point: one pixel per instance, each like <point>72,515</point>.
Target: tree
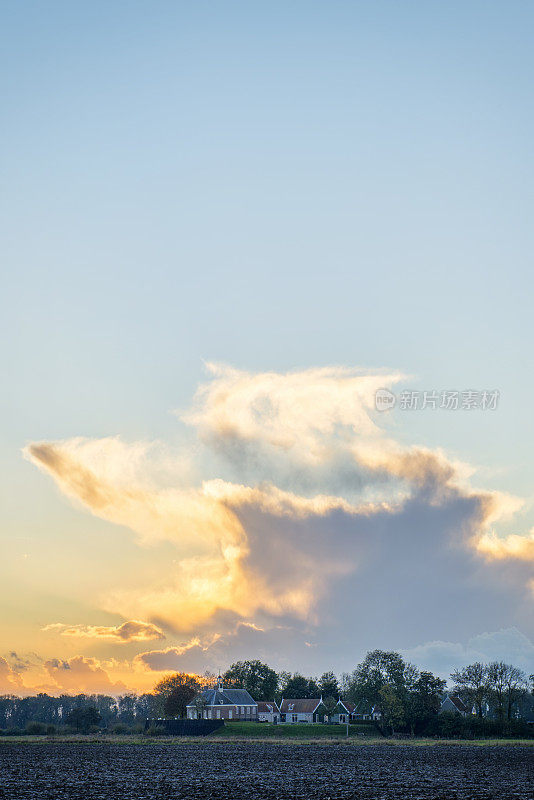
<point>174,692</point>
<point>471,683</point>
<point>175,704</point>
<point>329,686</point>
<point>506,684</point>
<point>391,708</point>
<point>297,687</point>
<point>378,669</point>
<point>496,685</point>
<point>83,718</point>
<point>423,699</point>
<point>260,681</point>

■ What the task asks
Every record above should be transcribed exactly; the pictures stay out of the copy.

■ The reply
point: one pixel per instance, each like <point>72,515</point>.
Target: tree
<point>174,692</point>
<point>471,683</point>
<point>175,704</point>
<point>329,686</point>
<point>506,684</point>
<point>391,708</point>
<point>297,687</point>
<point>378,669</point>
<point>496,685</point>
<point>83,718</point>
<point>423,699</point>
<point>260,681</point>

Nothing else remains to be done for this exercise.